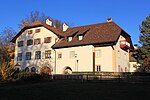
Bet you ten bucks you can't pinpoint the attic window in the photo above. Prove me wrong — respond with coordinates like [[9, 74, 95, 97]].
[[78, 35, 83, 40], [68, 37, 72, 42]]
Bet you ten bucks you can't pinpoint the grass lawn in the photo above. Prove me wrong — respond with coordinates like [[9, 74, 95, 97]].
[[0, 81, 150, 100]]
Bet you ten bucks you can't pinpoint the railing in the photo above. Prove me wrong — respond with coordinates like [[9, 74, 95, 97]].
[[50, 74, 150, 82]]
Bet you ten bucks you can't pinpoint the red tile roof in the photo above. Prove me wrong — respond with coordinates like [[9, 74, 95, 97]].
[[11, 21, 63, 43], [52, 22, 132, 49]]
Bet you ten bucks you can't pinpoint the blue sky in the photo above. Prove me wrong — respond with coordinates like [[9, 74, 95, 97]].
[[0, 0, 150, 44]]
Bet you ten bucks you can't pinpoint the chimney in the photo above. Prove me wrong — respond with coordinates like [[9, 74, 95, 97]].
[[107, 18, 112, 22], [63, 23, 69, 31], [46, 18, 52, 26]]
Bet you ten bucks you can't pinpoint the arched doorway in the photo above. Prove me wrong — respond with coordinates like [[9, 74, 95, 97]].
[[64, 67, 72, 74], [40, 66, 52, 75]]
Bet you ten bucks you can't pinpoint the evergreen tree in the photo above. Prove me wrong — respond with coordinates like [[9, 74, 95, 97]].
[[138, 15, 150, 71]]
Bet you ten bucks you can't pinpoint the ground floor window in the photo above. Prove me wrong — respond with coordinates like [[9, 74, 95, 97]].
[[96, 65, 101, 72]]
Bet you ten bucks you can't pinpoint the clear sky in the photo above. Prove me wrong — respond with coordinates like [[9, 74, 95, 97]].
[[0, 0, 150, 44]]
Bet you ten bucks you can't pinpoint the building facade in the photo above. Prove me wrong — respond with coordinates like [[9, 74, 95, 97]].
[[12, 20, 133, 74]]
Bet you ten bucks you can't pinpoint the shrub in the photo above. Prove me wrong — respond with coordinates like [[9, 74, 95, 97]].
[[15, 72, 42, 82]]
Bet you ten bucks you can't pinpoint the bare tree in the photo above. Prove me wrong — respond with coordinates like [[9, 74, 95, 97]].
[[18, 11, 66, 29]]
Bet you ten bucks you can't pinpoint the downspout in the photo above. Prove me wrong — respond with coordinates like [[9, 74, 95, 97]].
[[54, 38, 57, 74]]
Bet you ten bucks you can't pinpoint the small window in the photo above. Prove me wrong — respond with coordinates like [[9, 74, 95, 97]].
[[125, 67, 128, 72], [25, 67, 29, 72], [35, 29, 41, 33], [27, 39, 33, 46], [124, 53, 127, 60], [28, 30, 33, 34], [35, 51, 41, 59], [68, 37, 72, 42], [96, 65, 101, 72], [78, 35, 83, 40], [31, 67, 36, 72], [95, 50, 101, 58], [58, 53, 62, 59], [26, 52, 31, 60], [18, 41, 23, 47], [44, 37, 51, 43], [34, 38, 41, 45], [17, 53, 22, 61], [70, 51, 75, 59], [45, 50, 51, 59]]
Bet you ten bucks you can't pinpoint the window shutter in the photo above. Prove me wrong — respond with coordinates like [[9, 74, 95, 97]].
[[49, 37, 52, 43]]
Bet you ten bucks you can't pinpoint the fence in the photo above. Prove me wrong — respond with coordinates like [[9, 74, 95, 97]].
[[50, 74, 150, 82]]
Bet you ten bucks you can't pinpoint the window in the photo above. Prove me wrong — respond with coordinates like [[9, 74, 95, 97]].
[[124, 53, 127, 60], [35, 29, 41, 33], [96, 65, 101, 72], [26, 52, 31, 60], [95, 50, 101, 57], [68, 37, 72, 42], [31, 67, 36, 72], [44, 37, 51, 43], [34, 38, 41, 45], [58, 53, 62, 59], [45, 50, 51, 59], [118, 65, 121, 72], [70, 51, 75, 59], [17, 53, 22, 61], [18, 41, 23, 47], [125, 67, 128, 72], [78, 35, 83, 40], [27, 39, 33, 46], [28, 30, 33, 34], [118, 50, 120, 58], [35, 51, 41, 59], [25, 67, 29, 72]]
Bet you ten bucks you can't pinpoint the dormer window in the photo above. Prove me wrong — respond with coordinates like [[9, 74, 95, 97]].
[[35, 29, 41, 33], [68, 37, 72, 42], [78, 35, 83, 40]]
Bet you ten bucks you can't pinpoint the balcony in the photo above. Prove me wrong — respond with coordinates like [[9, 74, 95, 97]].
[[120, 40, 130, 50]]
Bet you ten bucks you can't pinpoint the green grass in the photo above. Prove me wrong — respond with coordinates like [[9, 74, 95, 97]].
[[0, 81, 150, 100]]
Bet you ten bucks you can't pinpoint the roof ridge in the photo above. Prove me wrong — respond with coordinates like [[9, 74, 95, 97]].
[[68, 21, 115, 29]]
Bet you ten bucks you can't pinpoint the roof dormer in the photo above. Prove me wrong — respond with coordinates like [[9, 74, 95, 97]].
[[68, 36, 72, 42]]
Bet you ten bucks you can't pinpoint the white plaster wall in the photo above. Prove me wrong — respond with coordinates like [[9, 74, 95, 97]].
[[14, 27, 58, 71], [95, 46, 113, 72], [56, 45, 93, 74], [116, 35, 130, 72]]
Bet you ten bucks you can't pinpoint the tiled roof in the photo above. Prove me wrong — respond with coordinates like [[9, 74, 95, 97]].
[[52, 22, 132, 49], [11, 21, 63, 43]]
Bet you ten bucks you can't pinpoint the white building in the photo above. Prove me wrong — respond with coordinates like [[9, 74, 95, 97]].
[[11, 20, 133, 74]]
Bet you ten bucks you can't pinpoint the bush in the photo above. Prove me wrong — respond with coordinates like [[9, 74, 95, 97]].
[[15, 72, 42, 82]]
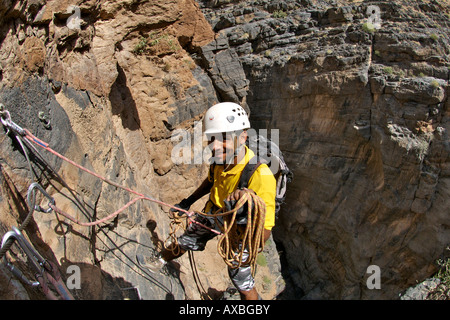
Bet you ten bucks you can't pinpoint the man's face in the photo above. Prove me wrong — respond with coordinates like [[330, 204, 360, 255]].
[[207, 131, 247, 164]]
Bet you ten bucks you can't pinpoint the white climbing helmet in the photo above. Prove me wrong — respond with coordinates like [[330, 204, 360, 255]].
[[204, 102, 250, 134]]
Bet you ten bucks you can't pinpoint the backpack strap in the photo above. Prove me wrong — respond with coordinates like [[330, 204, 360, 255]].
[[238, 161, 262, 189]]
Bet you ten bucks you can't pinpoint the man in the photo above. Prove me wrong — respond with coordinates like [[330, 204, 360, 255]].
[[142, 102, 276, 300]]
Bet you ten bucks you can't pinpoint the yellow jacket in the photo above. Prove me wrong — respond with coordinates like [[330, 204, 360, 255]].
[[205, 146, 276, 230]]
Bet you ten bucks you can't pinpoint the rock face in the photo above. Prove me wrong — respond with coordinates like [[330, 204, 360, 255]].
[[0, 0, 450, 299], [0, 0, 282, 299], [200, 1, 450, 299]]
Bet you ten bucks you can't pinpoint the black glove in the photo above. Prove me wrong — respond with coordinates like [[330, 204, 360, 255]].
[[170, 199, 191, 216]]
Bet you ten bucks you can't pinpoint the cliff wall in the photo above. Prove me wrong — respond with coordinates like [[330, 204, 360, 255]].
[[0, 0, 450, 299]]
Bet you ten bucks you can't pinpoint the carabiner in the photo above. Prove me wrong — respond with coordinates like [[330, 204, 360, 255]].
[[27, 182, 55, 213]]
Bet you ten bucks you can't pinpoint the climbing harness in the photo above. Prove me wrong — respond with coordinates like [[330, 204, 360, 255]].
[[2, 227, 74, 300], [199, 189, 266, 276]]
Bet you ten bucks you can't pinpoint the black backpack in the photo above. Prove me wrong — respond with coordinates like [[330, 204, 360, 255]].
[[238, 134, 294, 218]]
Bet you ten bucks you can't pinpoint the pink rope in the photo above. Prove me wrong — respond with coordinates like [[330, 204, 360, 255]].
[[24, 129, 222, 235]]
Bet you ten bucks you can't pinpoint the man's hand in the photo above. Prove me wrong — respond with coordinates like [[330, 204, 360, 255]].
[[226, 189, 255, 201], [169, 199, 191, 216]]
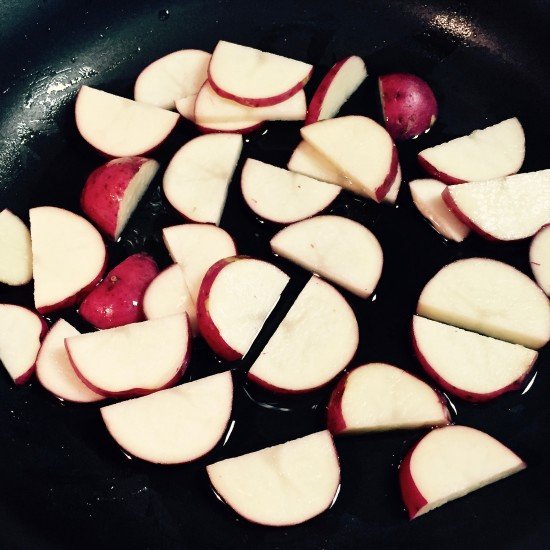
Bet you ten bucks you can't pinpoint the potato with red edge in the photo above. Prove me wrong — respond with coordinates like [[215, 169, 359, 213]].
[[78, 253, 159, 329], [378, 73, 437, 140], [80, 157, 159, 241]]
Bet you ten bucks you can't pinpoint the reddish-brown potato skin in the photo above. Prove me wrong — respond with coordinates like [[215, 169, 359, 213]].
[[195, 121, 265, 136], [411, 322, 538, 403], [80, 157, 150, 239], [13, 308, 49, 386], [197, 256, 247, 361], [327, 372, 350, 435], [65, 314, 193, 398], [36, 254, 108, 315], [78, 253, 159, 329], [417, 153, 466, 185], [327, 367, 451, 435], [375, 144, 399, 202], [208, 68, 313, 107], [384, 73, 437, 141], [399, 439, 428, 519]]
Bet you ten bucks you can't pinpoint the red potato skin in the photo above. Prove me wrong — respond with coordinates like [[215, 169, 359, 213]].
[[411, 322, 538, 403], [375, 148, 399, 202], [80, 157, 150, 239], [65, 314, 193, 398], [78, 253, 159, 329], [197, 256, 247, 361], [399, 439, 428, 519], [13, 308, 49, 386], [327, 367, 451, 435], [327, 372, 350, 435], [208, 68, 313, 107], [304, 56, 352, 126], [37, 251, 108, 315], [417, 153, 466, 185], [378, 73, 437, 141]]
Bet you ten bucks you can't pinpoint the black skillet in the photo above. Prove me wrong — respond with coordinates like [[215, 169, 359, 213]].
[[0, 0, 550, 550]]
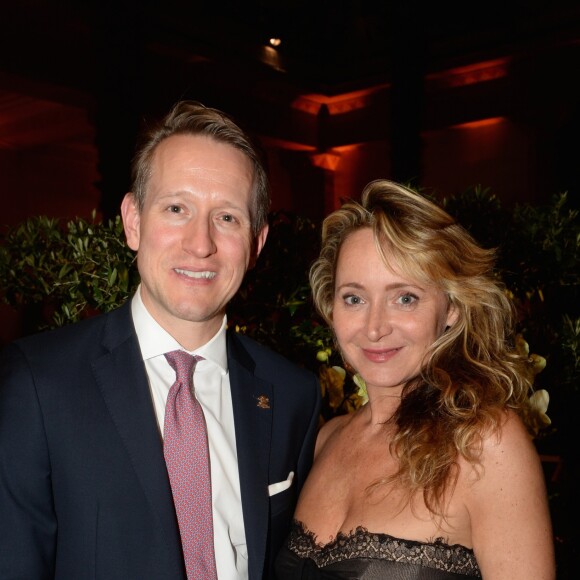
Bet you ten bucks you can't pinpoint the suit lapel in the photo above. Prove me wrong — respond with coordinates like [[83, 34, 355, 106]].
[[228, 332, 273, 578], [92, 304, 181, 558]]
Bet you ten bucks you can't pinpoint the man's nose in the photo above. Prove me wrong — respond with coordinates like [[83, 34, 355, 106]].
[[182, 216, 217, 258]]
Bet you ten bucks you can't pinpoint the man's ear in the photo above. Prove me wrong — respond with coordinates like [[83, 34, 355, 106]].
[[250, 224, 269, 268], [121, 192, 141, 252]]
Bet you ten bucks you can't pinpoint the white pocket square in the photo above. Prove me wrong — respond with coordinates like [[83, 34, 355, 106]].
[[268, 471, 294, 497]]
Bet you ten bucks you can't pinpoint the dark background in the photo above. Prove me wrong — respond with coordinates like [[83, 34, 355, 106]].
[[0, 0, 580, 578]]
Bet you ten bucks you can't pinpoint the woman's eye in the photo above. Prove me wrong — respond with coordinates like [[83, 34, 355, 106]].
[[344, 294, 362, 306], [398, 294, 419, 306]]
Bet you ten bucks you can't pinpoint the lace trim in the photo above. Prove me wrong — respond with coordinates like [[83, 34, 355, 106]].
[[288, 520, 481, 578]]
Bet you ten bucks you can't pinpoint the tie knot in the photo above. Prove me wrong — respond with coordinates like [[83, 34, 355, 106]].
[[165, 350, 203, 385]]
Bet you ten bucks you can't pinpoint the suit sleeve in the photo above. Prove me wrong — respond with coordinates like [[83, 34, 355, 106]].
[[0, 345, 57, 580], [296, 375, 321, 493]]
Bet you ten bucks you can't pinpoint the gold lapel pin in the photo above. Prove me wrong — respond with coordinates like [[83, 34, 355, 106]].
[[256, 395, 270, 409]]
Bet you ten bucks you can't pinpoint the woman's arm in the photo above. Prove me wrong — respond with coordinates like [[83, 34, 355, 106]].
[[467, 412, 556, 580]]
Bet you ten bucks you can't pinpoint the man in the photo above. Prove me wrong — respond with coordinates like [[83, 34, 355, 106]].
[[0, 102, 320, 580]]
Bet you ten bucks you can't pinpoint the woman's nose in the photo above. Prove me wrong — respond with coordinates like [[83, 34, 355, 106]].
[[367, 304, 393, 342]]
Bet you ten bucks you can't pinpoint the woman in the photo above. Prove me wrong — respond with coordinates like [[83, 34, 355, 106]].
[[277, 180, 555, 580]]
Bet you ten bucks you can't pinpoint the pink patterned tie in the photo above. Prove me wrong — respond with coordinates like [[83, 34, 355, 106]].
[[163, 350, 217, 580]]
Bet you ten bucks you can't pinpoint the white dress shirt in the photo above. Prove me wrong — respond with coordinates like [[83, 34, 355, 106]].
[[131, 287, 248, 580]]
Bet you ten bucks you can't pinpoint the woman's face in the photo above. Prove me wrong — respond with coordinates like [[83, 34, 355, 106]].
[[332, 228, 457, 394]]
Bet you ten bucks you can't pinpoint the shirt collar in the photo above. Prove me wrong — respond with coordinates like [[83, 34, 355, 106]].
[[131, 285, 228, 372]]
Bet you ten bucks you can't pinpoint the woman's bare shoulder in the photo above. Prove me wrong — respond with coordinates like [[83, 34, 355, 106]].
[[314, 414, 352, 457]]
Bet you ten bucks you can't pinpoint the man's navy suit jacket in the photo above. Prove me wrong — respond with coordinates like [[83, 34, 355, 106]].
[[0, 303, 320, 580]]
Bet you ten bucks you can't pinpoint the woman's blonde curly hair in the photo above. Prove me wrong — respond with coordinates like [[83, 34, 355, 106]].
[[310, 180, 531, 514]]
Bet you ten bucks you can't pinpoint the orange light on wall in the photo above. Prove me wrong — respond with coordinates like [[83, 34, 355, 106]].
[[450, 117, 506, 129], [427, 58, 510, 89], [310, 153, 340, 171], [291, 83, 390, 115]]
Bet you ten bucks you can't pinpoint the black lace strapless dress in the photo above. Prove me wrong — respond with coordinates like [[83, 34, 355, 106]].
[[276, 521, 481, 580]]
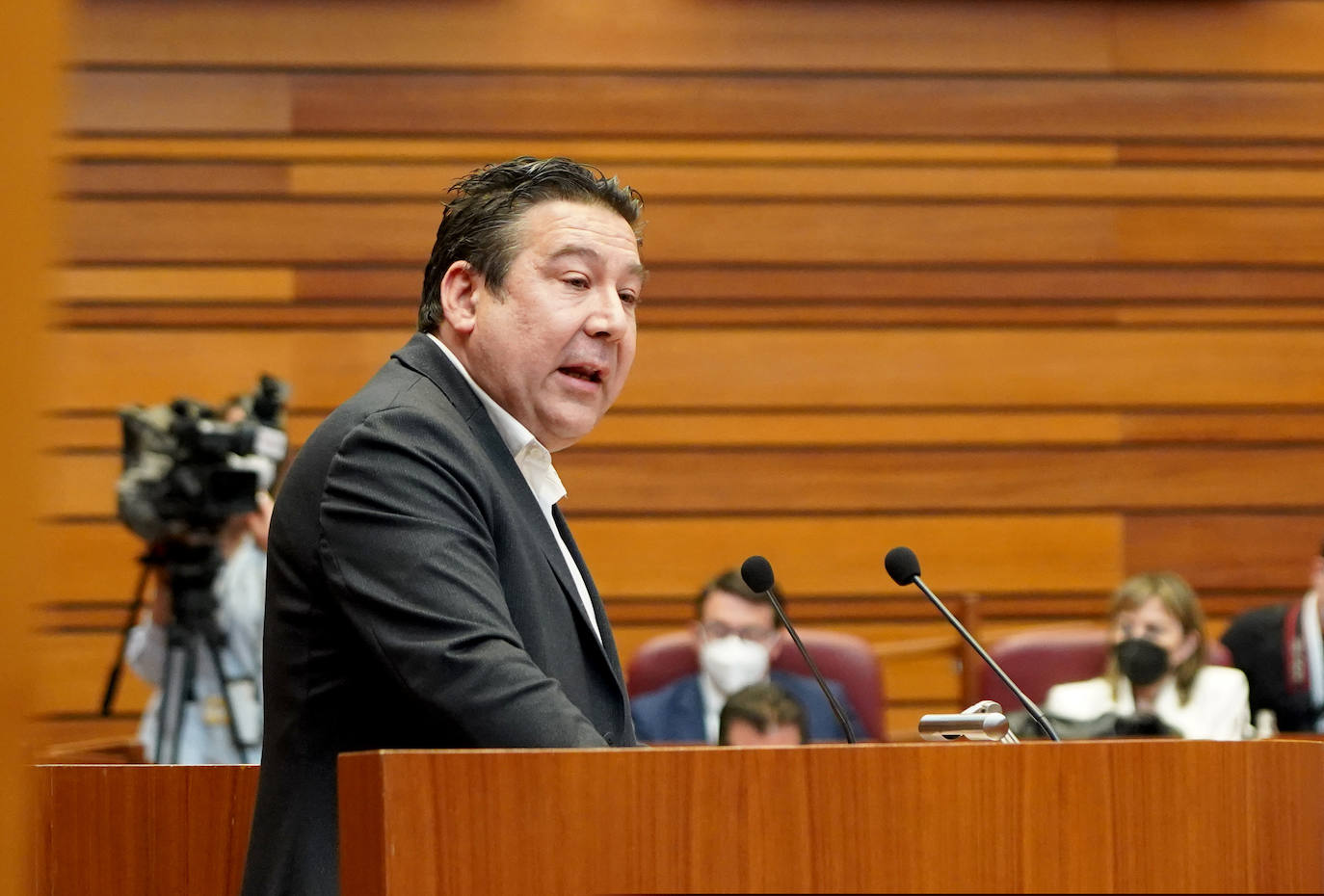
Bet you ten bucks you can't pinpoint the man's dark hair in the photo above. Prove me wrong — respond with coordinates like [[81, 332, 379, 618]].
[[694, 569, 786, 629], [718, 681, 809, 745], [418, 156, 644, 332]]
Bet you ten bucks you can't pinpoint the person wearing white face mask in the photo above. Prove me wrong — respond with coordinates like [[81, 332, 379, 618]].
[[630, 569, 863, 744], [1032, 571, 1254, 740]]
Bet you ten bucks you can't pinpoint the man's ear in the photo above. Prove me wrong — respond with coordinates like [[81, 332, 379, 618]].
[[441, 261, 484, 333]]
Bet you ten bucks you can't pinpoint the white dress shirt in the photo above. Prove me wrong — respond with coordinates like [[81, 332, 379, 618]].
[[1044, 666, 1254, 740], [428, 333, 602, 642]]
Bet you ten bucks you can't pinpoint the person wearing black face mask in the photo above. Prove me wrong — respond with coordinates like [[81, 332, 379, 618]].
[[1044, 571, 1254, 740]]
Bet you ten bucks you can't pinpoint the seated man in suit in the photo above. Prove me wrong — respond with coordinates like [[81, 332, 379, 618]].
[[630, 569, 863, 744], [1222, 532, 1324, 733], [718, 681, 809, 747]]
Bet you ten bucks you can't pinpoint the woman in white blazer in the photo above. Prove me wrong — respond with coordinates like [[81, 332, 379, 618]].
[[1044, 571, 1254, 740]]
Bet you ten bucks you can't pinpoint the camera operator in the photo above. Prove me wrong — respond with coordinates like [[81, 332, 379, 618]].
[[124, 404, 273, 765]]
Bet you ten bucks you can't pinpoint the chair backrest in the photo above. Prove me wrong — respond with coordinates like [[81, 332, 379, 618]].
[[625, 626, 886, 741], [970, 626, 1231, 712]]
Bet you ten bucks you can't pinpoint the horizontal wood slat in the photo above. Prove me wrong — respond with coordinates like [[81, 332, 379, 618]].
[[43, 408, 1324, 456], [56, 301, 1324, 329], [60, 134, 1117, 171], [74, 0, 1109, 70], [67, 68, 1324, 142], [59, 199, 1324, 266], [65, 159, 1324, 204], [74, 0, 1324, 74], [45, 446, 1324, 517], [49, 327, 1324, 411], [58, 262, 1324, 305]]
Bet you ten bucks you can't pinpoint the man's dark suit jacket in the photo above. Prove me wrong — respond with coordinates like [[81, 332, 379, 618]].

Aim of the task →
Please find every line in the items above that contains the word "building", and copy each of those lines in full.

Solution below →
Bet you ten bucks you can't pinpoint the building facade in the photo above. Prove me wrong — respond with coordinates like [[9, 74, 95, 97]].
Bet you ten bucks you can't pinpoint the white building in the photo above. Prove me wrong — respond with coordinates like [[9, 74, 95, 97]].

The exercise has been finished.